*Task item*
What you give back must match the data character for character.

(Saved data entries)
--
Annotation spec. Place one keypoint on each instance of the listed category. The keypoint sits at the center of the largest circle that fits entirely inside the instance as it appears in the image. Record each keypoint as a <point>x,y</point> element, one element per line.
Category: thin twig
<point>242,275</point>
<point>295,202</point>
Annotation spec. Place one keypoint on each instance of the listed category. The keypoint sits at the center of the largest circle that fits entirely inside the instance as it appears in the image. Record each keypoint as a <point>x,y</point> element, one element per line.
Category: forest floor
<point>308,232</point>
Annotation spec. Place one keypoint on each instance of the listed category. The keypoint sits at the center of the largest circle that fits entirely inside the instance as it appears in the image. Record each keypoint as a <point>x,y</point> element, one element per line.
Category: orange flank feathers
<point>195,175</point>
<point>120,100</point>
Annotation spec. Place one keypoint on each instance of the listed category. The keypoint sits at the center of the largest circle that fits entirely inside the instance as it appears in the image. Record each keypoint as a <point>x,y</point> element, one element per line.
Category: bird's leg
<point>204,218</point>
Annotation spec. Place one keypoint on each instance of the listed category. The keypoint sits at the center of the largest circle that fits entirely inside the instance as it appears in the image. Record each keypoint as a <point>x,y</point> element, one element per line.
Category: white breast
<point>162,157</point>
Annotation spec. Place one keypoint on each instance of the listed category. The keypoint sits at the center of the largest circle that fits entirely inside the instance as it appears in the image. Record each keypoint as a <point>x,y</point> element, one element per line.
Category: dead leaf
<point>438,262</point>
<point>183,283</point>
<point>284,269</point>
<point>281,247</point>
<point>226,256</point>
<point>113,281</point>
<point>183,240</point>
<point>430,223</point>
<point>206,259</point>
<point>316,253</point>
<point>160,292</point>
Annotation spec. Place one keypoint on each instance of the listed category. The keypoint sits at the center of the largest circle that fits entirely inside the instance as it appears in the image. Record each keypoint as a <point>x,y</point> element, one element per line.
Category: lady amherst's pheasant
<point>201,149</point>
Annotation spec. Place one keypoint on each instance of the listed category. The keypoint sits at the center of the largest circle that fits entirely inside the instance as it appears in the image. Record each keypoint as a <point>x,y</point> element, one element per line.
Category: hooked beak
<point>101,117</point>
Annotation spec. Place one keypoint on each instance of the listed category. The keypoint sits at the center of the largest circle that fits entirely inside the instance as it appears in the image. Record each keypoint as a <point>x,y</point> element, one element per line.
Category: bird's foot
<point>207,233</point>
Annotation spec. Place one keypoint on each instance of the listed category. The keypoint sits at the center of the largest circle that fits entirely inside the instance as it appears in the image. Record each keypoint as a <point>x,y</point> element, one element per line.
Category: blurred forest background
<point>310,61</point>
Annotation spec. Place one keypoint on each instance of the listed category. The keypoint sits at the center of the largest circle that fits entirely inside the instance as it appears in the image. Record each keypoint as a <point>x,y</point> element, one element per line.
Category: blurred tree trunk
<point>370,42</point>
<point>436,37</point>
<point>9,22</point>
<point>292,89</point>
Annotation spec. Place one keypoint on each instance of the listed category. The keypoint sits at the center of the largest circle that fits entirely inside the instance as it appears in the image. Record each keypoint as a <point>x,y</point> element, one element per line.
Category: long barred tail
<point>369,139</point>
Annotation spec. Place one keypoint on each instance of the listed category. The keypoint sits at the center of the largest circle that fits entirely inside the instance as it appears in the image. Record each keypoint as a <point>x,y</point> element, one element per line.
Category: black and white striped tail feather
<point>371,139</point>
--
*Exercise output*
Annotation spec. Place one keypoint on each instance of the listed category. The keypoint sits at the center of the largest circle that fits entirely inside the instance as it appears in the image. Record each keypoint as a <point>x,y</point> element, one element per line.
Category: thin twig
<point>242,275</point>
<point>295,202</point>
Annotation spec. Place one keypoint on each instance of the listed category. The keypoint sits at the center of the largest circle that fits entirely inside the instance as it appears in the image. Record each keypoint as a <point>x,y</point> element, one element per line.
Category: forest floor
<point>308,232</point>
Annotation spec. Place one keypoint on each instance of the listed category. The keypoint sits at the center of the largest circle that fits entirely inside the instance as it appears in the image. Record each keypoint as a <point>x,y</point> element, one element per line.
Category: orange flank feathers
<point>195,175</point>
<point>120,100</point>
Annotation spec. Place one keypoint on each instance of the listed category. The keypoint sits at the center of the largest circle that fits entirely inside the instance as it appears in the image. Record each keypoint as a <point>x,y</point> element, one element per line.
Category: bird's leg
<point>204,218</point>
Annotation spec. Place one keypoint on each instance of the listed category. The keypoint sits at the center of the largest circle that fits entirely inside the instance as it appears in the image. Record each keypoint as a <point>x,y</point> element, one element per line.
Category: white breast
<point>162,157</point>
Annotation spec. Place one keypoint on each instance of the listed category. The keypoint sits at the center of the largest circle that fits entirely inside the instance as it appears in the image. Record each keypoint as a <point>x,y</point> element, one element per line.
Category: dead leaf
<point>438,262</point>
<point>183,283</point>
<point>284,269</point>
<point>281,247</point>
<point>226,256</point>
<point>113,281</point>
<point>183,240</point>
<point>430,223</point>
<point>206,259</point>
<point>316,253</point>
<point>160,292</point>
Annotation spec. Place one keypoint on each instance of the listed category. The keypoint sits at the center of the largest circle that fits entirely inside the instance as it appears in the image. Record each keypoint as a <point>x,y</point> element, one element per line.
Category: lady amherst's pheasant
<point>201,149</point>
Annotation spec. Place one keypoint on each instance of the listed category. The keypoint sits at the center of the largest circle that fits entirely inside the instance as it appears in the image. Record each keypoint as a <point>x,y</point> element, one element per line.
Category: hooked beak
<point>101,117</point>
Annotation spec. Place one keypoint on each instance of the listed category. The keypoint sits at the center of the largest circle that fits entirely inside the instance as it appears in the image. Record each keypoint as a <point>x,y</point> element, one element per line.
Category: bird's foot
<point>207,233</point>
Annotation spec. Place one keypoint on each instance of the listed category. The keypoint sits at the center of the largest circle that fits entirely inside the instance as it appears in the image. Record each keypoint as a <point>x,y</point> element, one element per line.
Category: blurred forest background
<point>310,61</point>
Annotation spec. Place one keypoint on each instance of the listed category. The keypoint sits at the center of the largest circle that fits entirely inside the instance as it appears in the image. Record each keypoint as a <point>x,y</point> element, one element per line.
Category: blurred tree trunk
<point>370,42</point>
<point>436,37</point>
<point>9,22</point>
<point>292,89</point>
Annotation spec. Place one keypoint on each instance of the listed category. The keypoint sits at the center of the largest circle that fits entirely inside the instance as it appears in the image. Record each keypoint as a <point>x,y</point> element, one element per line.
Category: long barred tail
<point>369,139</point>
Annotation spec. Place one keypoint on each instance of the listed category. The keypoint sits at the center of the largest circle that fits entirely inside the instance as it appears in the image. Record each keypoint as a <point>x,y</point> element, one element per line.
Category: black and white striped tail feather
<point>371,139</point>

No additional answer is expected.